# [Kısa alıştırma a]
Aşağıdaki kayıtlardan "rottweiler" dizesini içeren her satırı çıkarın. Büyük-küçük harf ayrımı dikkate alınmalıdır.

# [Kaynak alıntı]
+++
2. Davalı vekili temyiz dilekçesinde özetle; istinaf dilekçesinde ileri sürdüğü sebepleri tekrar etmiş; ayrıca dava konusu taşınmazda bulunan su kuyusunun bedeline hükmedilmesi gerektiğini, müvekkilinin enflasyon karşısında mağdur olduğunu, kamulaştırma bedeline dava tarihinden ödemenin yapıldığı tarihe kadar kamu alacakları için öngörülen en yüksek faiz oranı üzerinden faize hükmedilmesi gerektiğini ileri sürmüştür.
C. Gerekçe
1. Uyuşmazlık ve Hukukî Nitelendirme
Uyuşmazlık, ... olarak davacı idare ile davalı tapu maliki arasındaki kamulaştırma bedelinin tespiti istemine ilişkindir.
2. İlgili Hukuk
1. 6100 sayılı Hukuk Muhakemeleri Kanunu'nun (6100 sayılı Kanun) 369 uncu maddesinin birinci fıkrası ile 370 ve 371 inci maddeleri.
2. 2942 sayılı Kanun'un 10 uncu maddesinin sekizinci fıkrası, 11 inci maddesinin birinci ve ikinci fıkraları.
3. Değerlendirme
1. Bölge adliye mahkemelerinin nihai kararlarının bozulması 6100 sayılı Kanun'un 371 inci maddesinde yer alan sebeplerden birinin varlığı hâlinde mümkündür.
2. Arazi niteliğindeki Konya ili, ..., Mahallesi 42948 ada 7 parsel sayılı taşınmaza 2942 sayılı Kanun'un 11 inci maddesinin birinci fıkrasının (f) bendi uyarınca gelir metodu esas alınarak değer biçilmesi yöntem olarak doğrudur.
3. 01.08.2023 tarihli ve 32266 sayılı Resmî Gazete'de yayımlanan Anayasa Mahkemesinin 05.04.2023 tarihli ve 2022/83 Esas, 2023/69 Karar sayılı kararı ile 04.11.1983 tarihli ve 2942 sayılı Kanun’un 24.04.2001 tarihli ve 4650 sayılı Kanun’un 5 inci maddesiyle değiştirilen 10 uncu maddesine 11.04.2013 tarihli 6459 sayılı Kanun’un 6 ncı maddesiyle eklenen dokuzuncu fıkrası iptal edilmiştir. Dava 01.08.2023 tarihinden önce açılmıştır. Anayasa’nın 153 üncü maddesinin beşinci fıkrasında yer alan; “İptal kararları geriye yürümez.” hükmü ve Yargıtay İçtihadı Birleştirme Kurulunun; “Her davada açıldığı tarihte tespit edilen vaziyet hükme ittihaz olunması iktiza eylemesine…” gerekçesini içeren 28.11.1956 tarihli ve 15/15 sayılı kararı ile; “Her dava açıldığı tarihteki fiili ve hukukî duruma göre karara bağlanır.” genel hukukî prensibini hâvi Yargıtay Hukuk Genel Kurulunun 10.05.2017 tarihli ve 2017/3-990 Esas, 2017/954 Karar sayılı kararları nazara alındığında kamulaştırma bedeline 2942 sayılı Kanun’un 10 uncu maddesinin dokuzuncu fıkrası gereğince davanın açıldığı tarihten 4 ay sonrasından başlamak üzere yasal faiz uygulanmasında bir isabetsizlik bulunmamaktadır.
+++
(Nesne işaretlemeye dair veri kümesi alıntıları)
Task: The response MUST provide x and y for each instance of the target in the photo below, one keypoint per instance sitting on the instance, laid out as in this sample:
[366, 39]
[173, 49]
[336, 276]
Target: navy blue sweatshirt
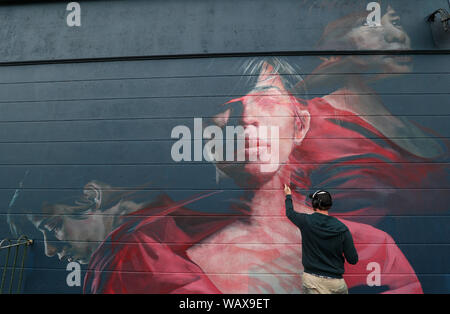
[325, 242]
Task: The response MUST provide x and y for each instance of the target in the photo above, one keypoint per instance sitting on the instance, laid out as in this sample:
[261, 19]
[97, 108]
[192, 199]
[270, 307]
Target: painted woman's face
[68, 236]
[389, 36]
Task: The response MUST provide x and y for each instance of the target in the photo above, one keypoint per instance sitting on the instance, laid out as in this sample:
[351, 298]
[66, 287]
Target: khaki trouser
[319, 285]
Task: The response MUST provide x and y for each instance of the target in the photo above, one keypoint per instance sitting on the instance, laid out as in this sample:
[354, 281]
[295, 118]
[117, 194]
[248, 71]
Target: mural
[328, 128]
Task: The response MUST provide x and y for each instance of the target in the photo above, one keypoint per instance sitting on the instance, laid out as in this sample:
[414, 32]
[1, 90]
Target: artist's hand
[287, 190]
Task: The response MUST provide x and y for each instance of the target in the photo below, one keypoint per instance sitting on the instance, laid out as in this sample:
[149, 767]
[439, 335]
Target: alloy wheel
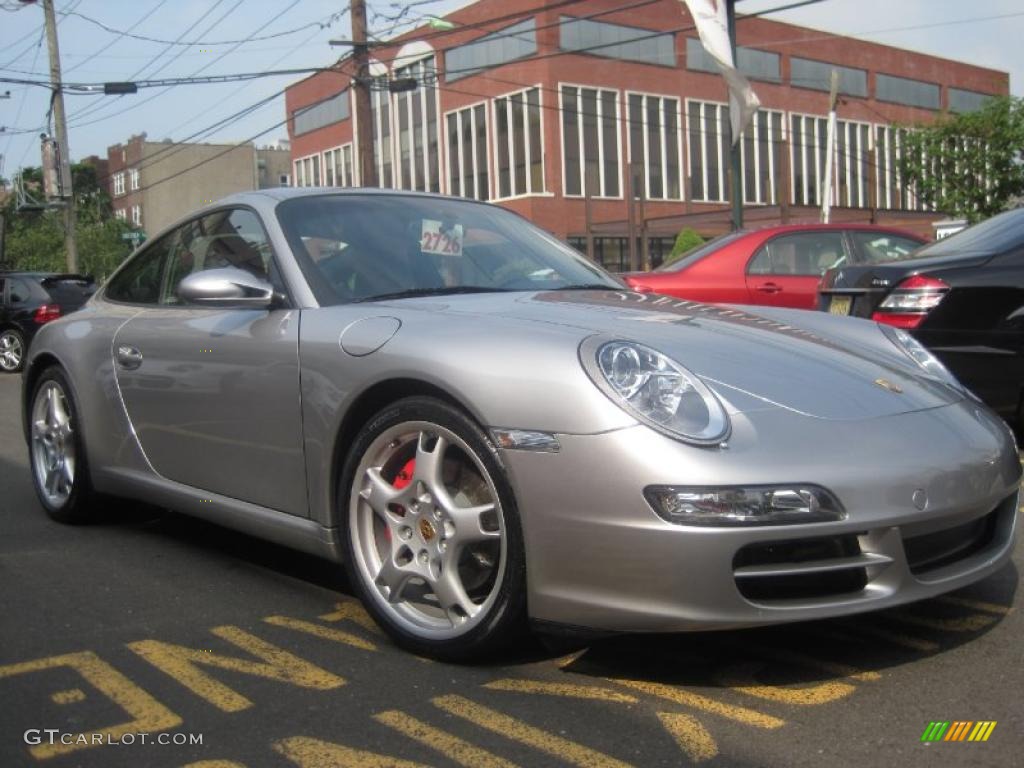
[53, 457]
[427, 529]
[11, 351]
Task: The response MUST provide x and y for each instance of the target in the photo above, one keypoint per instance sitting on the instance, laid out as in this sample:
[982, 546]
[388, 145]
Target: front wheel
[432, 537]
[56, 451]
[11, 350]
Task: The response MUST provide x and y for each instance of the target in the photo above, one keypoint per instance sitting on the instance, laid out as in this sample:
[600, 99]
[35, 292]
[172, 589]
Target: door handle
[129, 357]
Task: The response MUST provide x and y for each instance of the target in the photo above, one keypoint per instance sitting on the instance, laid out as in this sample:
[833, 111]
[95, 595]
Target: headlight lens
[928, 363]
[657, 391]
[755, 505]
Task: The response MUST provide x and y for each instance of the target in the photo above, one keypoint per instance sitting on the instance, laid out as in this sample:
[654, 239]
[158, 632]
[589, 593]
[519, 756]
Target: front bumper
[599, 557]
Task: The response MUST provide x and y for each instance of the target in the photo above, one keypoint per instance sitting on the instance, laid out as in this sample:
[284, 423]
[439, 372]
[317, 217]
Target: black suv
[29, 300]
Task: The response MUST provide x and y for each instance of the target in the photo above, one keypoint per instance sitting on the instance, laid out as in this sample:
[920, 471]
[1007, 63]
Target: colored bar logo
[958, 730]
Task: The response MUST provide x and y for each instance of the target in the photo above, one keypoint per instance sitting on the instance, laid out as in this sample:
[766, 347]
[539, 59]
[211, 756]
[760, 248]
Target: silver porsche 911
[486, 429]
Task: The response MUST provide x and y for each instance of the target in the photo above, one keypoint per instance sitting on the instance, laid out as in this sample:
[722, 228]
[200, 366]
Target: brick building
[153, 183]
[546, 107]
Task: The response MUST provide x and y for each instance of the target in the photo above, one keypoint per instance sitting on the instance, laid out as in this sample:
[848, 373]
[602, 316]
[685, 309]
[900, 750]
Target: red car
[777, 265]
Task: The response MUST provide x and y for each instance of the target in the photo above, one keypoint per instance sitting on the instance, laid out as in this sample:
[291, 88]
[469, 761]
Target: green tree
[35, 239]
[968, 165]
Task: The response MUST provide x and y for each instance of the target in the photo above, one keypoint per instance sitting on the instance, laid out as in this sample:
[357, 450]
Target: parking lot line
[455, 749]
[325, 633]
[507, 726]
[311, 753]
[561, 689]
[742, 679]
[705, 704]
[146, 713]
[181, 664]
[691, 736]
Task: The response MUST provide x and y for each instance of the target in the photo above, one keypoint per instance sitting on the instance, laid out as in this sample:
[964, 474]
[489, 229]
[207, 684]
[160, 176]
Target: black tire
[500, 620]
[78, 504]
[11, 350]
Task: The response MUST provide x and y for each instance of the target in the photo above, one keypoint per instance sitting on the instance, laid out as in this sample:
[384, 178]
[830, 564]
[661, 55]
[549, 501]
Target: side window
[19, 292]
[138, 282]
[807, 254]
[231, 238]
[878, 248]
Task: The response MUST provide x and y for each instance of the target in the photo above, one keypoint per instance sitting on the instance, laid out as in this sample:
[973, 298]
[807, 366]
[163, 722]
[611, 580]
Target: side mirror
[227, 287]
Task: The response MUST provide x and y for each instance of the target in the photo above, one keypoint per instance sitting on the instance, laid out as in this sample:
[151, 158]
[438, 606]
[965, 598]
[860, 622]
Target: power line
[326, 24]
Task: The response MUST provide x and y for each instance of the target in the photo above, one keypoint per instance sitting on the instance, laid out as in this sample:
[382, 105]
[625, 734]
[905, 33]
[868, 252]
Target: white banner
[713, 27]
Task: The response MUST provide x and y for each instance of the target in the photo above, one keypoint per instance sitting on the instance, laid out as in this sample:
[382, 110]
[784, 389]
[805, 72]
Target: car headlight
[656, 390]
[927, 361]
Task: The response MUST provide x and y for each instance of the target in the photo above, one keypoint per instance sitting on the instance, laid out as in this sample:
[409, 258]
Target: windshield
[366, 247]
[695, 254]
[997, 235]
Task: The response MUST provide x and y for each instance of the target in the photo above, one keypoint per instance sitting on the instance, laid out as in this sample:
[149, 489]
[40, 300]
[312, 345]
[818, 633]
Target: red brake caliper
[400, 481]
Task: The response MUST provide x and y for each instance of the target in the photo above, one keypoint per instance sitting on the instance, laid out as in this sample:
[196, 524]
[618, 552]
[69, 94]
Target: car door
[213, 393]
[786, 269]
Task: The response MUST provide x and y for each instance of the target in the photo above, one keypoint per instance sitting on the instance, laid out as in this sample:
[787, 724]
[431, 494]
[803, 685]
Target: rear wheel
[11, 350]
[432, 538]
[56, 453]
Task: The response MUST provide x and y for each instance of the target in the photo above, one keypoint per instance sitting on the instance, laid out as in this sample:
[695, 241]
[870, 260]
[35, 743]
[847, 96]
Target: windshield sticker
[440, 239]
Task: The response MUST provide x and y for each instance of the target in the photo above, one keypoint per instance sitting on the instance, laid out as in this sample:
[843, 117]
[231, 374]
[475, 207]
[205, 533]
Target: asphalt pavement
[153, 639]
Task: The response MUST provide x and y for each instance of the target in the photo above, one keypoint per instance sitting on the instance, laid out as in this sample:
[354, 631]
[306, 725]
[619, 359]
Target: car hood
[753, 360]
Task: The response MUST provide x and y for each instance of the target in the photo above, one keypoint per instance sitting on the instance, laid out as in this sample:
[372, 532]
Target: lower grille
[803, 568]
[933, 551]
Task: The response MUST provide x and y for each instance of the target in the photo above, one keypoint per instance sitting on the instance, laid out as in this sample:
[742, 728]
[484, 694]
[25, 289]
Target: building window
[419, 156]
[322, 114]
[307, 171]
[509, 44]
[851, 161]
[467, 152]
[760, 65]
[338, 167]
[380, 113]
[590, 141]
[518, 144]
[805, 73]
[906, 91]
[708, 127]
[655, 144]
[615, 41]
[962, 100]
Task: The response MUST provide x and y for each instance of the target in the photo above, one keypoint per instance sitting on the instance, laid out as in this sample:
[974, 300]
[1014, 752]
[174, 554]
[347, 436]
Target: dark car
[962, 297]
[28, 301]
[774, 266]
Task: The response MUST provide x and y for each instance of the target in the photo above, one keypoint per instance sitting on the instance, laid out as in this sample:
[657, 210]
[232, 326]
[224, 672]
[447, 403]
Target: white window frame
[680, 127]
[600, 140]
[723, 170]
[494, 140]
[471, 109]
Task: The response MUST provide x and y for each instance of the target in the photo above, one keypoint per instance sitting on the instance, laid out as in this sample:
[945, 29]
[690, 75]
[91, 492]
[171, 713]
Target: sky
[989, 33]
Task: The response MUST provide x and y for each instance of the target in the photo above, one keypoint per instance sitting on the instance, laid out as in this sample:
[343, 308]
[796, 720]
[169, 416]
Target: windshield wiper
[588, 287]
[410, 293]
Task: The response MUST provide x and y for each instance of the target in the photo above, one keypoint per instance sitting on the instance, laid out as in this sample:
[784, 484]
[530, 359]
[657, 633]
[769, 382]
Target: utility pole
[60, 123]
[364, 114]
[735, 158]
[829, 150]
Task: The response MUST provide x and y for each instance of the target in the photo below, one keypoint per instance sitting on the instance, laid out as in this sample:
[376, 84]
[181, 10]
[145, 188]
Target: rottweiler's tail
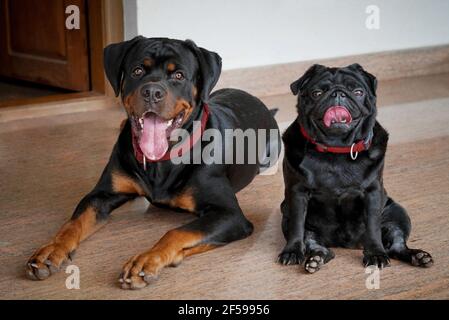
[273, 111]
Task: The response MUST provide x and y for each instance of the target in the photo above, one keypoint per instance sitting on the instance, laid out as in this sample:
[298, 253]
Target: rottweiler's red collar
[194, 137]
[354, 149]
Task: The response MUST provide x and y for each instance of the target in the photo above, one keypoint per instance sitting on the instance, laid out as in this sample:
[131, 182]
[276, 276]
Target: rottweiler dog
[333, 166]
[165, 84]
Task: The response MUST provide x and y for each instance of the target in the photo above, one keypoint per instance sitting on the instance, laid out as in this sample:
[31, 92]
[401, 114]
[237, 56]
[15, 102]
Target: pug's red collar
[191, 141]
[353, 150]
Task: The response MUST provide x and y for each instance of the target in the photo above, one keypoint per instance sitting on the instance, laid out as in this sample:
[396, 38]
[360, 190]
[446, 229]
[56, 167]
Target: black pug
+++
# [Kısa alıştırma b]
Yukarıdaki kamulaştırma metnine göre, Konya'daki 42948 ada 7 parsel sayılı taşınmaza hangi yöntemle değer biçilmesi doğru bulunmuştur?

# [Problem çözümü a]
Target: rottweiler's tail
Target: rottweiler's red collar
Target: rottweiler dog

# [Problem çözümü b]
2942 sayılı Kanun'un 11 inci maddesinin birinci fıkrasının (f) bendi uyarınca gelir metodu esas alınarak.